[Available data — start]

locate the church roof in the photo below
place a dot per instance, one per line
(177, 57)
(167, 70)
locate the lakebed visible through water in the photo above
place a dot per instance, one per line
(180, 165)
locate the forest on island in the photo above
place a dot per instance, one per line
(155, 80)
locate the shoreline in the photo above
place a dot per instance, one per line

[Available data — finish]

## [Task description]
Work through the records above line by line and count those that hold the string "locate". Give only the result.

## [Result of this exercise]
4